RECORDS FOR THE TASK Block Start

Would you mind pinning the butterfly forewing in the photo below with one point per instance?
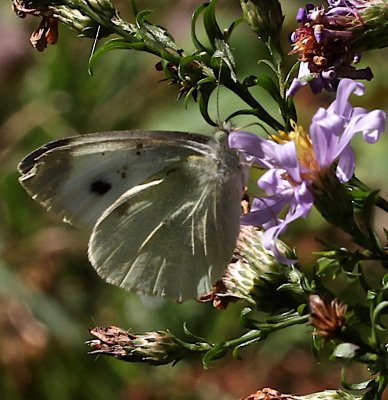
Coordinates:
(80, 177)
(165, 205)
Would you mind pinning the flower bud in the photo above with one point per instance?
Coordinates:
(332, 200)
(271, 394)
(256, 276)
(154, 348)
(327, 317)
(264, 17)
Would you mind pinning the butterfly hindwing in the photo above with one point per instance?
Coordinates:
(80, 177)
(164, 206)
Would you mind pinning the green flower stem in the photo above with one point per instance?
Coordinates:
(382, 203)
(263, 331)
(242, 91)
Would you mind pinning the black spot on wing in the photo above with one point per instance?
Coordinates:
(28, 162)
(100, 187)
(139, 146)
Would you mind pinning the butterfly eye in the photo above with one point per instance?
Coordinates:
(100, 187)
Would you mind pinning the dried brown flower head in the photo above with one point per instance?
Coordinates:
(327, 317)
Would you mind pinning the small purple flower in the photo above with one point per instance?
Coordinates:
(296, 160)
(324, 41)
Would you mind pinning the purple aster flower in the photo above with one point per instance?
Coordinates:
(296, 161)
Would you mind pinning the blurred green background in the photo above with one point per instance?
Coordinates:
(50, 295)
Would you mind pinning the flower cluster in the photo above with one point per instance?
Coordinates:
(296, 161)
(329, 42)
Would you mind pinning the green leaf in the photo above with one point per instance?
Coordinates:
(224, 53)
(143, 15)
(205, 92)
(265, 82)
(345, 350)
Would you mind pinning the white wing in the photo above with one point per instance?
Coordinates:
(165, 205)
(78, 178)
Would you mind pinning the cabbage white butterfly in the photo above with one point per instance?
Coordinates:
(164, 207)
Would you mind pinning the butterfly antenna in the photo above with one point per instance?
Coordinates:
(218, 114)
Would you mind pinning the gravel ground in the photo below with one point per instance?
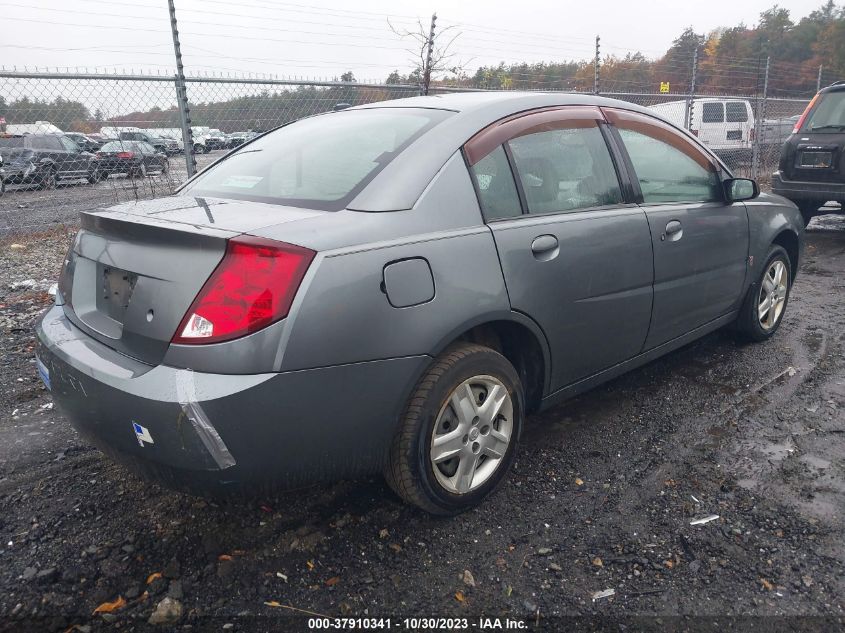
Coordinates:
(602, 499)
(26, 209)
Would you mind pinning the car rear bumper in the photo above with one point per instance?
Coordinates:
(201, 431)
(807, 190)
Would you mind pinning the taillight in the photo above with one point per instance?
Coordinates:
(252, 287)
(803, 116)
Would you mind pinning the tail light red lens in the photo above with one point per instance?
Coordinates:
(252, 287)
(803, 116)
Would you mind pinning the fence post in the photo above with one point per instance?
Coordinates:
(758, 124)
(429, 55)
(596, 66)
(690, 104)
(182, 96)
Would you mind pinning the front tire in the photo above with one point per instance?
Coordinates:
(458, 436)
(765, 304)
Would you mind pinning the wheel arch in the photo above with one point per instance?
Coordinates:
(790, 242)
(519, 339)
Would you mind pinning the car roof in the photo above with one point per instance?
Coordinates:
(402, 181)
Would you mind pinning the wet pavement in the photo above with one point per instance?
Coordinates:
(610, 491)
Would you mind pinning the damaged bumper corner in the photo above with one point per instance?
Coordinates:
(195, 430)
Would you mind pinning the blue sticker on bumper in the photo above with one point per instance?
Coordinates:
(44, 373)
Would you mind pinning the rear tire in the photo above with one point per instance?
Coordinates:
(758, 320)
(474, 445)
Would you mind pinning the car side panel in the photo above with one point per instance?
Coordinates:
(769, 215)
(342, 314)
(345, 316)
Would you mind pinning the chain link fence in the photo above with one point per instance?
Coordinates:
(48, 181)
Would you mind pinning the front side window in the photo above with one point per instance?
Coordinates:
(565, 169)
(828, 116)
(666, 172)
(321, 162)
(736, 112)
(496, 188)
(712, 112)
(69, 145)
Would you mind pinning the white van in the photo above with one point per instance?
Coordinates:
(726, 126)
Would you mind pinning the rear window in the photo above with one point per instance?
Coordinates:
(712, 112)
(15, 141)
(736, 112)
(321, 162)
(828, 115)
(119, 146)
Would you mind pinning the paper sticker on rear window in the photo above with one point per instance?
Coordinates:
(242, 182)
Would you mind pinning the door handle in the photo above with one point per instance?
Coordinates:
(674, 231)
(545, 247)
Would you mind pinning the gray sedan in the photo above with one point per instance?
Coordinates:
(394, 287)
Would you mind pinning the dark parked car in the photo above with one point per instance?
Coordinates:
(396, 286)
(167, 146)
(133, 158)
(45, 160)
(85, 142)
(812, 163)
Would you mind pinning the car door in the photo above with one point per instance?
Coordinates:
(576, 256)
(700, 241)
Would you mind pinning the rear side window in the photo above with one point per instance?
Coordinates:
(496, 188)
(736, 111)
(666, 173)
(712, 112)
(565, 170)
(321, 162)
(828, 115)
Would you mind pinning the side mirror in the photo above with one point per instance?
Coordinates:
(739, 189)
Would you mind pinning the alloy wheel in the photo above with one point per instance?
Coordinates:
(773, 292)
(471, 435)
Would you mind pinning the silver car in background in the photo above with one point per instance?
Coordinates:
(394, 287)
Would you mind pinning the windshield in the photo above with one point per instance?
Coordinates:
(321, 162)
(829, 114)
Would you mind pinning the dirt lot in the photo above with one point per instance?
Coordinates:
(602, 498)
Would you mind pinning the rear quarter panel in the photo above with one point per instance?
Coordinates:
(343, 315)
(770, 215)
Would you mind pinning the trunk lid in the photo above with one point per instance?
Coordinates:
(135, 269)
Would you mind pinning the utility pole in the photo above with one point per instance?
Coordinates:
(182, 96)
(429, 55)
(596, 64)
(758, 123)
(691, 99)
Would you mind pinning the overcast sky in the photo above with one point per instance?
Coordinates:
(324, 39)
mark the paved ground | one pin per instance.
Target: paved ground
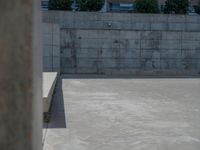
(125, 114)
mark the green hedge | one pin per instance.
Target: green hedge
(197, 8)
(90, 5)
(60, 4)
(146, 6)
(176, 6)
(85, 5)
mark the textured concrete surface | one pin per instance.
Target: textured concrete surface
(124, 114)
(20, 75)
(49, 82)
(122, 43)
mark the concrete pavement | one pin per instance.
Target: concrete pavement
(124, 114)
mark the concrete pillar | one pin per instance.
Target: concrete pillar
(20, 75)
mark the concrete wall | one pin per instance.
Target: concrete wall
(122, 43)
(20, 75)
(51, 47)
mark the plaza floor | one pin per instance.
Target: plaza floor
(96, 113)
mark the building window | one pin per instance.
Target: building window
(44, 5)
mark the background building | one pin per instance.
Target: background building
(128, 5)
(44, 4)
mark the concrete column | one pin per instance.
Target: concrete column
(20, 75)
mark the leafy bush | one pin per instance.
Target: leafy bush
(176, 6)
(60, 4)
(90, 5)
(197, 8)
(147, 6)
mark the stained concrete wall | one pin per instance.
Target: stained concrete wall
(20, 75)
(51, 47)
(124, 43)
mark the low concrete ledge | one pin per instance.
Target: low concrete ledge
(49, 82)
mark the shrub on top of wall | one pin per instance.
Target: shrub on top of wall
(197, 8)
(147, 6)
(60, 4)
(176, 6)
(90, 5)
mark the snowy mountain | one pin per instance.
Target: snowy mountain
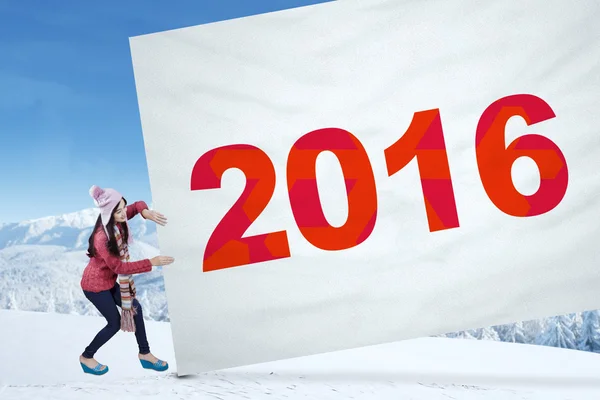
(419, 369)
(69, 230)
(41, 262)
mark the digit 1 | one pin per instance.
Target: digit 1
(424, 139)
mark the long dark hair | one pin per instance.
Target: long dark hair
(112, 245)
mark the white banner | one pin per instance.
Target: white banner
(361, 172)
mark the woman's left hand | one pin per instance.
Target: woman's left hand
(155, 216)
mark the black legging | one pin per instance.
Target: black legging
(106, 302)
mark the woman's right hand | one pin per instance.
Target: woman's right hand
(161, 260)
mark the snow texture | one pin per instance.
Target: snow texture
(418, 369)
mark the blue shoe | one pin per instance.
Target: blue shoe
(157, 366)
(94, 371)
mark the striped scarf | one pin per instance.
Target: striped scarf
(127, 288)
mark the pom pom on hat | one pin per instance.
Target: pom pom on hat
(96, 192)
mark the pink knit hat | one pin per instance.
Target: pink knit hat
(107, 199)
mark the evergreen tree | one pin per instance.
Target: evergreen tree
(576, 325)
(589, 338)
(533, 329)
(487, 334)
(558, 333)
(464, 335)
(513, 333)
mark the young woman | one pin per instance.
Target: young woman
(109, 260)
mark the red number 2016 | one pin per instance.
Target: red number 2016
(423, 140)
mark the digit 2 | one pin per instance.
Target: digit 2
(226, 247)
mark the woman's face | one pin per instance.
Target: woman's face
(120, 214)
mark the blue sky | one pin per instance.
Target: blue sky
(68, 108)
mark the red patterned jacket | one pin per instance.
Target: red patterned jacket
(102, 270)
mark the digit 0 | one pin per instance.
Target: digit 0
(495, 161)
(226, 247)
(304, 195)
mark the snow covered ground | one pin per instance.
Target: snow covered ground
(39, 360)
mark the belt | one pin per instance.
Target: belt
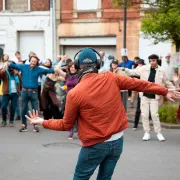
(29, 89)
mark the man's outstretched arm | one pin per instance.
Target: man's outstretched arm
(65, 124)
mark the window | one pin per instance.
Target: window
(16, 5)
(87, 4)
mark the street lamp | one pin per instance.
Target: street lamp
(124, 93)
(53, 21)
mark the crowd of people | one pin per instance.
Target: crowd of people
(97, 105)
(33, 84)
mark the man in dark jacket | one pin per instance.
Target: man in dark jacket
(11, 90)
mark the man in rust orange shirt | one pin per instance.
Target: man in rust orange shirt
(97, 104)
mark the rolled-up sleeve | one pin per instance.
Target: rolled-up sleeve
(46, 71)
(68, 121)
(16, 66)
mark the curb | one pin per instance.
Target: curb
(163, 125)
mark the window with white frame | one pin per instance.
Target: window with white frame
(16, 5)
(87, 4)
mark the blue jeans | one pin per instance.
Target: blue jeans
(27, 96)
(105, 155)
(18, 108)
(5, 101)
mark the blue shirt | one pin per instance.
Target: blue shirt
(128, 64)
(30, 76)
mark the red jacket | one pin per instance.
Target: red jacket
(97, 104)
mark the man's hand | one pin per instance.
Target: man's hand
(5, 65)
(63, 58)
(34, 118)
(173, 94)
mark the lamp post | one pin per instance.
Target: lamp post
(53, 20)
(124, 93)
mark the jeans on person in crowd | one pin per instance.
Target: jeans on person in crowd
(105, 155)
(28, 96)
(5, 101)
(71, 132)
(18, 108)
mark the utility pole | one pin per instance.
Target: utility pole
(53, 23)
(124, 93)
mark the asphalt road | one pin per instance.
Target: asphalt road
(49, 155)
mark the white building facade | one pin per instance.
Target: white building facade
(25, 30)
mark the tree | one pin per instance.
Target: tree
(161, 21)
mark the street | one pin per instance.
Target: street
(49, 155)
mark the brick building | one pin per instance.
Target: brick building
(25, 25)
(98, 24)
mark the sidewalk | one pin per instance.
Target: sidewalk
(131, 114)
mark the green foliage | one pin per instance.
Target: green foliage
(162, 19)
(168, 113)
(162, 26)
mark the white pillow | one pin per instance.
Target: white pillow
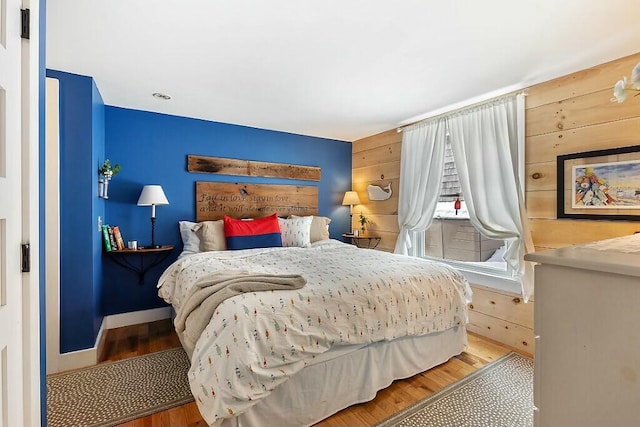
(296, 231)
(190, 240)
(319, 227)
(498, 255)
(211, 235)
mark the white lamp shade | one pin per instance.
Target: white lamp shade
(351, 198)
(152, 195)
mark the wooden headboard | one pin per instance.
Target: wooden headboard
(242, 200)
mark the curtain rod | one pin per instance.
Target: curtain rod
(463, 108)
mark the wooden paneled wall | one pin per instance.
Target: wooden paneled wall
(376, 160)
(567, 115)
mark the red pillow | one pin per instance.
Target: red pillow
(255, 233)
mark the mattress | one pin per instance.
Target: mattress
(353, 300)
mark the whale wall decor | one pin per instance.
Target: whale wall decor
(377, 193)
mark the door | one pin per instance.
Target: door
(15, 134)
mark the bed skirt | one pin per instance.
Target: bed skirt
(326, 387)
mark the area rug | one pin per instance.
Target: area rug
(112, 393)
(499, 394)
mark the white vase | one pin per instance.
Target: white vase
(105, 192)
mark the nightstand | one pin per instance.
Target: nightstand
(367, 241)
(154, 255)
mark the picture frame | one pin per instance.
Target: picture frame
(599, 185)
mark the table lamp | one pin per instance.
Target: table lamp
(351, 198)
(152, 195)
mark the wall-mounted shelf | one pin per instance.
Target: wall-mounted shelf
(153, 256)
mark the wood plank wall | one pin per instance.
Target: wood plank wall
(569, 115)
(565, 115)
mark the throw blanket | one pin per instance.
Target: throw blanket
(206, 294)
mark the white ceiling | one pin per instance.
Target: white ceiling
(341, 69)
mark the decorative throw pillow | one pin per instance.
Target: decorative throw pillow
(296, 231)
(319, 227)
(190, 240)
(257, 233)
(211, 235)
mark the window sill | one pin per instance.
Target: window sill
(485, 276)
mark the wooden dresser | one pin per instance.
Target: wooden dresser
(587, 327)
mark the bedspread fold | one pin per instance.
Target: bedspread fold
(208, 292)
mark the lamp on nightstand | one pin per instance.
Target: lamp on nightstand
(152, 195)
(351, 198)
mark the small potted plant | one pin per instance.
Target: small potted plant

RECORDS FOR THE TASK Block End

Copy word for word only the lines above from the one with "Would you mind pinning the white wing" through the one with "Would you mind pinning the wheel". Leave pictures out.

Would you mind pinning the white wing in the photo above with one point per instance?
Coordinates:
(165, 205)
(78, 178)
Would you mind pinning the cabbage white butterfly in the photo above with one point per instance?
Coordinates:
(164, 207)
Would you mind pinning the butterfly antenna in the photo above with one point per instance?
Coordinates:
(218, 114)
Would you mind pinning the gravel ground in the photo below with one point per instance?
Coordinates:
(602, 499)
(26, 209)
Would you mind pinning the car rear bumper in the photo above with one point per instance?
Coordinates:
(201, 431)
(807, 190)
Would you mind pinning the taillight in the photo above with one point per instance?
Coordinates:
(252, 287)
(803, 116)
Would you mind pinning the tail light red lens in the photo above with one point per instance?
Coordinates:
(252, 287)
(803, 116)
Would you mind pinning the fence post in the photo above with one point per instance?
Coordinates:
(758, 124)
(429, 55)
(596, 66)
(690, 104)
(182, 96)
Would you mind pinning the front tire in the photo above with one point per instance?
Coordinates:
(458, 436)
(765, 304)
Would you mind pinning the wheel arch in the photo above with one point per instance?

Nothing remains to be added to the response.